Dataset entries
....................

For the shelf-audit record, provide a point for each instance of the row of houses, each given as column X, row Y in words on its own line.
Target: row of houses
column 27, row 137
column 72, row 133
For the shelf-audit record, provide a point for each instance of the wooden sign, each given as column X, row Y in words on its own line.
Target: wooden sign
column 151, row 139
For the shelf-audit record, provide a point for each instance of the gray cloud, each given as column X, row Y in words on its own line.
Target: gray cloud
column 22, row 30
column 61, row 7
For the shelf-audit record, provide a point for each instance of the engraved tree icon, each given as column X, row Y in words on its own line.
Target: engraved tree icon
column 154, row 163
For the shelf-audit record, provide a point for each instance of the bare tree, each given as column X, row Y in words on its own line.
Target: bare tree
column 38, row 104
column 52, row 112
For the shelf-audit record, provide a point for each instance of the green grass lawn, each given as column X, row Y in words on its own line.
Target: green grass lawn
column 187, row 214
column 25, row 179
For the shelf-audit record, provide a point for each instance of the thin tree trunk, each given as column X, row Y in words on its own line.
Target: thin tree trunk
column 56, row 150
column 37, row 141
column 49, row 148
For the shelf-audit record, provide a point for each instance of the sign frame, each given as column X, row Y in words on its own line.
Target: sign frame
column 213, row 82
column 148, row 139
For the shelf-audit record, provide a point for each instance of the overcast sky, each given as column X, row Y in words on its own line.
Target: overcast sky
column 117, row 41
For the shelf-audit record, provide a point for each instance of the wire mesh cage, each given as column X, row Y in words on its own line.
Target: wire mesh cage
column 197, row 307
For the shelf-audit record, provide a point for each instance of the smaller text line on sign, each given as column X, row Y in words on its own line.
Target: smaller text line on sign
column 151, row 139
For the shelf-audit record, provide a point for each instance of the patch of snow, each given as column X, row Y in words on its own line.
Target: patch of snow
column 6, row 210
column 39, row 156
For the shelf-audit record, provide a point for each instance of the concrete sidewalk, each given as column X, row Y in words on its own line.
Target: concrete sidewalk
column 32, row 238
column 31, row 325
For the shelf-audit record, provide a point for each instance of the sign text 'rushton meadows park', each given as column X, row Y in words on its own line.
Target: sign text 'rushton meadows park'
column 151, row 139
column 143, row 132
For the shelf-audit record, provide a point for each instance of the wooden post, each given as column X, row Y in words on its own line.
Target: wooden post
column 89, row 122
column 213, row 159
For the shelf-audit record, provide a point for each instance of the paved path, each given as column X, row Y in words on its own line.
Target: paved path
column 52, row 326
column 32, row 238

....................

### Directions for this task:
Exact copies of all the entries above should be returned.

### Solution to the exercise:
For the shelf-audit record, provide a point for each instance of the row of houses, each given as column X, row Y in words on its own line.
Target: row of houses
column 27, row 137
column 72, row 133
For the shelf-audit record, provide a point for each instance of the wooden sign, each given as column X, row Y in words on its own line.
Target: wooden sign
column 151, row 139
For the shelf-audit record, provide a point for each instance of the gray cloud, each given as column X, row Y in words on its own line.
Target: gray cloud
column 22, row 30
column 61, row 7
For the shelf-audit record, provide a point for each instance of the engraved tree icon, each given as column X, row Y in words on its own line.
Target: engraved tree icon
column 154, row 163
For the shelf-audit record, provide a point for each instance of the bare tree, each given as column X, row Y in words on its own line.
Target: bare tree
column 38, row 104
column 52, row 112
For the shelf-audit record, provide a point for each instance of the green grass lawn, each given as column X, row Y in words on its own line.
Target: green grass lawn
column 187, row 214
column 25, row 179
For the shelf-audit record, provide a point for each instance of the thin tree trunk, each given as column X, row Y in words on its own line.
Target: thin tree trunk
column 56, row 150
column 37, row 141
column 49, row 148
For the shelf-audit record, provide a point for each instance of the sign frame, each given as column X, row Y in words on its own line.
Target: sign frame
column 213, row 82
column 148, row 139
For the shelf-audit record, provide a point for each instance of the overcast sky, each given as column X, row Y in words on its own line.
Target: overcast sky
column 117, row 41
For the shelf-audit record, provide a point for each instance of the wire mesh cage, each given as column X, row Y in words on its own line.
Target: wire mesh cage
column 197, row 307
For the shelf-audit record, provide a point for each instance of the smaller text line on sign, each given as column X, row Y in words on its own line.
Target: smaller text line on sign
column 151, row 139
For the shelf-audit record, provide a point for each instance of the patch of snow, each given as column X, row Y in words on its own line.
Target: patch of snow
column 6, row 210
column 39, row 156
For the shelf-audit record, provide a point for each instance of the concrete sidewalk, each given as column X, row Y in words on its own line.
Target: concrete sidewalk
column 32, row 238
column 31, row 325
For the shelf-audit record, provide a point for each instance of the sign text 'rushton meadows park', each given as column X, row Y in words on its own line.
Target: sign text 'rushton meadows park'
column 151, row 139
column 143, row 132
For the shelf-audit record, provide a point for each instance of the wooden post, each given as column X, row Y in words on its own line.
Target: wooden post
column 89, row 122
column 213, row 159
For the shelf-audit record, provide a point for each instance of the paved path, each given as column X, row Y in words on its own line.
Target: paved path
column 52, row 326
column 32, row 238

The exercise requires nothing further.